_Task description_
Include in the output the line containing "Point out the man" and each subsequent line of the records, through the end, transcribed exactly. Add nothing else.

-- begin Data entries --

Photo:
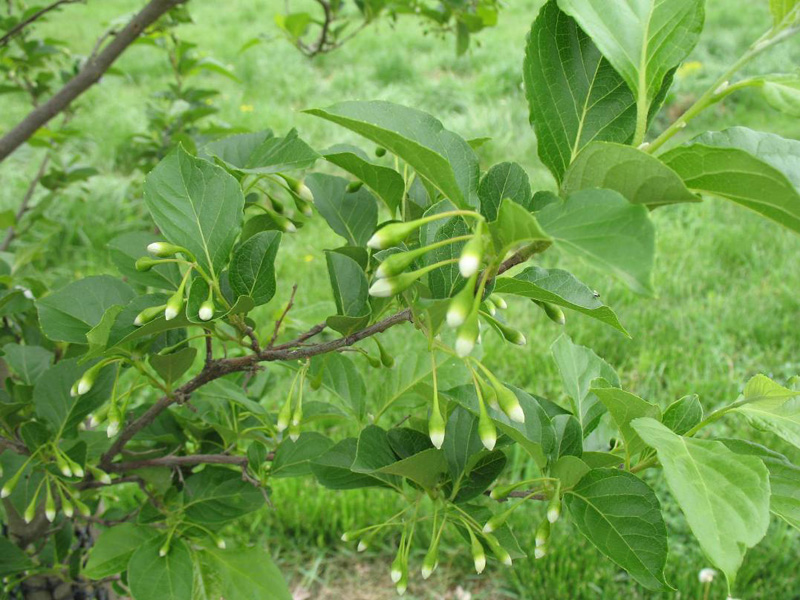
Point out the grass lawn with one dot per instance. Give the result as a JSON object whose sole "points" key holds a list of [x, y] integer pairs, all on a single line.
{"points": [[727, 305]]}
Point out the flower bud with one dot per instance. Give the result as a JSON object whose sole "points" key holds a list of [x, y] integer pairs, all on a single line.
{"points": [[148, 314], [206, 312], [471, 255], [165, 249], [436, 427], [461, 304], [478, 555], [487, 431], [543, 533]]}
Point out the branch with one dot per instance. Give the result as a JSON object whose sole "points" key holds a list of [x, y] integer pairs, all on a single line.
{"points": [[31, 19], [86, 78]]}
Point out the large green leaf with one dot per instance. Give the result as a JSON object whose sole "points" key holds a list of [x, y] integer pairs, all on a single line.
{"points": [[724, 495], [608, 232], [640, 177], [217, 495], [784, 479], [241, 574], [558, 287], [55, 405], [574, 94], [624, 407], [112, 550], [263, 153], [353, 215], [579, 366], [773, 407], [643, 39], [252, 271], [68, 314], [439, 156], [621, 515], [154, 577], [196, 205], [386, 183], [760, 171], [504, 180]]}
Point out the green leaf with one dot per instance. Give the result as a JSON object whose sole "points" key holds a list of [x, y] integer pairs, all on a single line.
{"points": [[349, 283], [217, 495], [170, 367], [574, 94], [114, 547], [579, 366], [624, 407], [68, 314], [127, 248], [725, 496], [252, 271], [263, 153], [196, 205], [760, 171], [293, 458], [643, 39], [353, 215], [504, 180], [621, 516], [424, 468], [386, 183], [784, 479], [772, 407], [154, 577], [28, 362], [241, 574], [514, 226], [332, 469], [640, 177], [561, 288], [683, 414], [439, 156], [608, 232], [55, 405]]}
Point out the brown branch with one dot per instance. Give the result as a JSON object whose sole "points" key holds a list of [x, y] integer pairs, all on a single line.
{"points": [[11, 232], [31, 19], [90, 74]]}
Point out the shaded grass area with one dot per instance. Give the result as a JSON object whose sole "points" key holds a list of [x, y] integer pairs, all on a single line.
{"points": [[727, 280]]}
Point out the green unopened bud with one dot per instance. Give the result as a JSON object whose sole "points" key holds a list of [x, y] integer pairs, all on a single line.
{"points": [[174, 305], [499, 552], [471, 255], [461, 305], [165, 249], [148, 314], [553, 312], [285, 414], [50, 506], [487, 431], [478, 555], [543, 533], [554, 508], [354, 186], [436, 427], [498, 301]]}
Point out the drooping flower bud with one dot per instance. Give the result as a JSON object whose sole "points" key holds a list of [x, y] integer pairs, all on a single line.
{"points": [[461, 304], [148, 314]]}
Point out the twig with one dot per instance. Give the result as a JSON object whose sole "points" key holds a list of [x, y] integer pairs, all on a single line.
{"points": [[279, 322], [90, 74], [31, 19]]}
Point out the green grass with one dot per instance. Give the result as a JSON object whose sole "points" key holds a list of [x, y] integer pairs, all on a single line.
{"points": [[727, 280]]}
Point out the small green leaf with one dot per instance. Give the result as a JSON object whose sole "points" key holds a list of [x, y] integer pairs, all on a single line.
{"points": [[724, 495], [621, 516]]}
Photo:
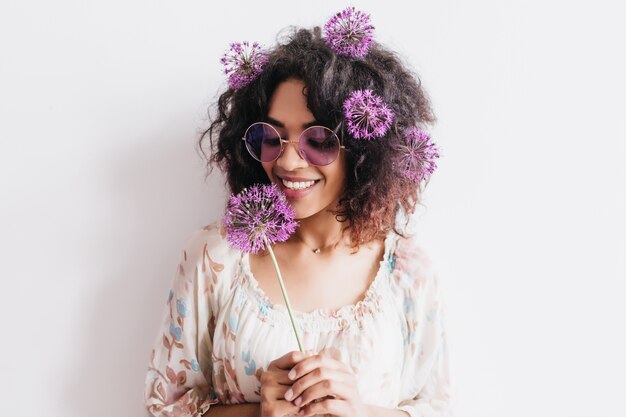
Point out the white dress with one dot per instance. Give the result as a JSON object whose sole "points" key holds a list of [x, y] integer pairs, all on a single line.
{"points": [[220, 331]]}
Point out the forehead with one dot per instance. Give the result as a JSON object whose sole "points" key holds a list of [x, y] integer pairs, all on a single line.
{"points": [[288, 104]]}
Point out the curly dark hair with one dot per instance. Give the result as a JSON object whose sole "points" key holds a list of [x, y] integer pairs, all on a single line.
{"points": [[375, 189]]}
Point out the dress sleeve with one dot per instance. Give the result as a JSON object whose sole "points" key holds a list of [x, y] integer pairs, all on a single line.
{"points": [[426, 369], [178, 382]]}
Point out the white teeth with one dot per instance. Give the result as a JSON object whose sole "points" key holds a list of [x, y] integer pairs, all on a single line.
{"points": [[298, 185]]}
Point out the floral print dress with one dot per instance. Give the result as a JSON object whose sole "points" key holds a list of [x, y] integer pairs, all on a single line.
{"points": [[219, 332]]}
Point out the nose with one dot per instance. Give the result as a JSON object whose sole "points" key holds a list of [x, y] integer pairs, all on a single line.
{"points": [[290, 158]]}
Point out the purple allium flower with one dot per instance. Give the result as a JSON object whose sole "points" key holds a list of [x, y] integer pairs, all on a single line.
{"points": [[243, 63], [349, 33], [258, 212], [367, 116], [418, 155]]}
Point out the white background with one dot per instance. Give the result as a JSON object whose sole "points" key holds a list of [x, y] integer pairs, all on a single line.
{"points": [[101, 104]]}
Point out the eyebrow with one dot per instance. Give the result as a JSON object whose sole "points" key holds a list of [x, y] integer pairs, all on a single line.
{"points": [[281, 124]]}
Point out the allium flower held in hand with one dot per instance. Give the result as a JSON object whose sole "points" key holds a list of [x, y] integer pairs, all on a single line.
{"points": [[258, 215], [255, 219], [243, 62], [349, 33], [367, 116], [418, 155]]}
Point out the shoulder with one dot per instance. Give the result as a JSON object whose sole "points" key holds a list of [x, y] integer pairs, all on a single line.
{"points": [[411, 258]]}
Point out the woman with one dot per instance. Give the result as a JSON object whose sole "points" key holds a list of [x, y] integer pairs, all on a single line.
{"points": [[328, 127]]}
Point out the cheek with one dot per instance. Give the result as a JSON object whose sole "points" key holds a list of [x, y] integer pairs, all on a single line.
{"points": [[267, 167]]}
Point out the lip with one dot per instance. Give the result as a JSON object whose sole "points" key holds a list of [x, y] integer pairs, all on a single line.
{"points": [[295, 194], [296, 179]]}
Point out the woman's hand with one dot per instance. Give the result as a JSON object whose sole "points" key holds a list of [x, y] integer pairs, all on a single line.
{"points": [[274, 384], [324, 385]]}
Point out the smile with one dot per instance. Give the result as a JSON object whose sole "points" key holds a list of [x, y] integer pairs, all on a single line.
{"points": [[300, 185]]}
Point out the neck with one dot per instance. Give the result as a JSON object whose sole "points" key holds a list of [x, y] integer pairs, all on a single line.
{"points": [[320, 230]]}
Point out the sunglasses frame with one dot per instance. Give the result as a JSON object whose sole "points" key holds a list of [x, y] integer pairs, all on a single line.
{"points": [[284, 142]]}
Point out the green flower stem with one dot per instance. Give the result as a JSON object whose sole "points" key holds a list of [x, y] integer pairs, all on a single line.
{"points": [[282, 288]]}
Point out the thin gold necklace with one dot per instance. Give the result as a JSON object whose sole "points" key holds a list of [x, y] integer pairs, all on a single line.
{"points": [[319, 249]]}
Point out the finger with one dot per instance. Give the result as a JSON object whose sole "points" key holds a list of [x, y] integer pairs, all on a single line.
{"points": [[329, 406], [278, 408], [276, 376], [314, 377], [312, 362], [326, 388], [288, 360]]}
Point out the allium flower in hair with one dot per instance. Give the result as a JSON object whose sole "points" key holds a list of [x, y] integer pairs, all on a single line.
{"points": [[349, 33], [367, 116], [243, 62], [258, 213], [255, 219], [418, 155]]}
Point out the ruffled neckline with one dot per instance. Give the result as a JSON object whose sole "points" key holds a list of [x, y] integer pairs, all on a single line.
{"points": [[326, 318]]}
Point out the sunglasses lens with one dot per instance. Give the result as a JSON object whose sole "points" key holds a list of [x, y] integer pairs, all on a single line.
{"points": [[319, 145], [263, 142]]}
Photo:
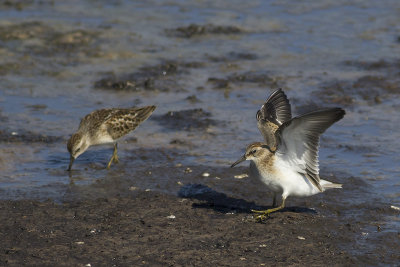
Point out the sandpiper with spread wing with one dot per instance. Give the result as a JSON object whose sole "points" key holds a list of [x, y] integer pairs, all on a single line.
{"points": [[287, 162], [106, 126]]}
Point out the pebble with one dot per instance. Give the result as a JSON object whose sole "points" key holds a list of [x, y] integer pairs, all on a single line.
{"points": [[395, 208]]}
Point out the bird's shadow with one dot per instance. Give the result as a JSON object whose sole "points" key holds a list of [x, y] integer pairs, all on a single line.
{"points": [[220, 202]]}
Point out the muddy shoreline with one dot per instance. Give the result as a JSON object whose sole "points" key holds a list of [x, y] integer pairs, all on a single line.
{"points": [[156, 229]]}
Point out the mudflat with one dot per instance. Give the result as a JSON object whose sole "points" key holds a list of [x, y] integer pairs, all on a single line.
{"points": [[156, 229]]}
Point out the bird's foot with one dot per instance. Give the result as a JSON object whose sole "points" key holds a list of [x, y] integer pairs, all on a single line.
{"points": [[261, 215]]}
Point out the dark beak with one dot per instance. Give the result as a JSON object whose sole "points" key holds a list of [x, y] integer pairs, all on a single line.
{"points": [[243, 158], [71, 160]]}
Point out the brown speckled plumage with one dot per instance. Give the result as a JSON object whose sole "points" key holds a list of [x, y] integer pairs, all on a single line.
{"points": [[106, 126], [273, 113]]}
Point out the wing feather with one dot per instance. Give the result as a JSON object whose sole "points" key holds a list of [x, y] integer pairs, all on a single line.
{"points": [[124, 121], [299, 140], [273, 113]]}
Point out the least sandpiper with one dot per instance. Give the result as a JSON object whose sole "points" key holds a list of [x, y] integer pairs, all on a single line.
{"points": [[291, 167], [275, 111], [106, 126]]}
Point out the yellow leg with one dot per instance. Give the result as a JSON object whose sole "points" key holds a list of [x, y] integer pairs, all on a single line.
{"points": [[116, 160], [274, 201], [262, 214], [114, 157]]}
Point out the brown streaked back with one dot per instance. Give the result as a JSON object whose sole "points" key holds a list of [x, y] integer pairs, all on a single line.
{"points": [[123, 121]]}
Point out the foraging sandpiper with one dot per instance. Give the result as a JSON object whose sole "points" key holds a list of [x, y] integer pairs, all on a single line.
{"points": [[106, 126], [288, 162]]}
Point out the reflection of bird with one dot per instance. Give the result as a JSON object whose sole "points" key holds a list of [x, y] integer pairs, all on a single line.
{"points": [[106, 126], [290, 168], [275, 111]]}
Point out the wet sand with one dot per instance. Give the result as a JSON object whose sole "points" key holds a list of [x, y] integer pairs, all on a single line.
{"points": [[208, 67], [197, 227]]}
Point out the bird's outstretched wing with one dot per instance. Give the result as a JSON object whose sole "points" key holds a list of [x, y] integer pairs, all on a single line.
{"points": [[298, 140], [275, 111]]}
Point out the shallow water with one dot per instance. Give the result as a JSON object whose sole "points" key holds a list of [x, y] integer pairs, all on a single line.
{"points": [[52, 55]]}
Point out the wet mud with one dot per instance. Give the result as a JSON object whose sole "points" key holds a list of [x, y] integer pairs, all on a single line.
{"points": [[197, 30], [382, 82], [173, 199], [150, 229], [162, 77], [186, 120], [27, 137], [261, 79]]}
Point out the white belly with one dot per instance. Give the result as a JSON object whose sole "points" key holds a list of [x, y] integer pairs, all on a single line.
{"points": [[285, 180]]}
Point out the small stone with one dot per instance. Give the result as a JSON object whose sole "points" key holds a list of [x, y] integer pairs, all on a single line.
{"points": [[395, 208], [241, 176]]}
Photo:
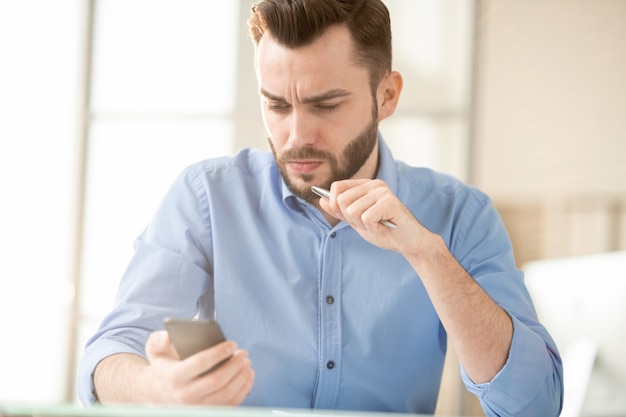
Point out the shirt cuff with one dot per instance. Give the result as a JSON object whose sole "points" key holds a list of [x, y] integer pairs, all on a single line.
{"points": [[91, 358], [521, 378]]}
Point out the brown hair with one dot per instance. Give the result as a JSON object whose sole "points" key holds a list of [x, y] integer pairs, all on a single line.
{"points": [[296, 23]]}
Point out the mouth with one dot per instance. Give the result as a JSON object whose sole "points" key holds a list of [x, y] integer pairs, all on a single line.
{"points": [[304, 166]]}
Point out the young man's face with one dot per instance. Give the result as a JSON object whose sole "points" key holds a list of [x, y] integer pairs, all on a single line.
{"points": [[319, 113]]}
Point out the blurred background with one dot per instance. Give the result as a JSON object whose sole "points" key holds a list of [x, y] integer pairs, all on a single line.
{"points": [[103, 103]]}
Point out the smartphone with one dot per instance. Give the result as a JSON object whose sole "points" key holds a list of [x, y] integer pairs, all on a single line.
{"points": [[192, 336]]}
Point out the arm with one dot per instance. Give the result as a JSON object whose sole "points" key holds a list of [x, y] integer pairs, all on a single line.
{"points": [[479, 329], [508, 359], [128, 360], [163, 379]]}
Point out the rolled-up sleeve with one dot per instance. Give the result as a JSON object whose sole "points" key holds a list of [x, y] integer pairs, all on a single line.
{"points": [[530, 382]]}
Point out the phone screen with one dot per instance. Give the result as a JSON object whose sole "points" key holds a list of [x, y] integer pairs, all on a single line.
{"points": [[192, 336]]}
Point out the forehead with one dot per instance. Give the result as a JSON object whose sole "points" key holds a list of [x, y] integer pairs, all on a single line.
{"points": [[328, 62]]}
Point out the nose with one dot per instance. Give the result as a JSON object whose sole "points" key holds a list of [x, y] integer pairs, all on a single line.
{"points": [[301, 130]]}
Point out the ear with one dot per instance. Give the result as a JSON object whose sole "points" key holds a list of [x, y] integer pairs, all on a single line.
{"points": [[388, 94]]}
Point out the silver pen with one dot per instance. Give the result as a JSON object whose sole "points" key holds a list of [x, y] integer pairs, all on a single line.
{"points": [[326, 194]]}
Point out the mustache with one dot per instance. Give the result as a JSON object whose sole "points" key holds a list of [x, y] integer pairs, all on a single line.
{"points": [[306, 153]]}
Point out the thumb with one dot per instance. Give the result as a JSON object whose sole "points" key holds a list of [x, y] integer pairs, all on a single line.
{"points": [[159, 345], [325, 205]]}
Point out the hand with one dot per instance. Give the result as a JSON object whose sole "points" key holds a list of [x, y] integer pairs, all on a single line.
{"points": [[364, 203], [185, 382]]}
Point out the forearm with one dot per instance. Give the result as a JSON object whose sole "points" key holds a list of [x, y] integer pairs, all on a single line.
{"points": [[478, 328], [122, 378]]}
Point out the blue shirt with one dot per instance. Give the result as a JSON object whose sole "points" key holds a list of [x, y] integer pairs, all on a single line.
{"points": [[329, 320]]}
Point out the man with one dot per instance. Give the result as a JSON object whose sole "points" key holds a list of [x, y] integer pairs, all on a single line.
{"points": [[331, 308]]}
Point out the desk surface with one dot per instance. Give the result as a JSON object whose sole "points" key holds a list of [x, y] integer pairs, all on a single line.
{"points": [[67, 410]]}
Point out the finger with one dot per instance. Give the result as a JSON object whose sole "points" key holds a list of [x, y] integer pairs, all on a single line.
{"points": [[207, 359], [236, 389], [159, 345], [223, 385]]}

-- end Data entries --

_Output of the exercise_
Point out the man with one dot per instance. Give the result as a JSON object whose sole "points" key holds a list of [x, y] integer pairs, all on a single line.
{"points": [[331, 308]]}
Point out the desk surface with one dot per instance. Give the result as a JSON object whose sole "points" key holds a list of [x, y] integer pairs, all on a single line.
{"points": [[67, 410]]}
Point out the finger with one dot per instance. Give the result as a JSON object whose sole "points" key holds a list of [x, y] integer pairs, all on a single line.
{"points": [[207, 359], [236, 389], [159, 345], [223, 385]]}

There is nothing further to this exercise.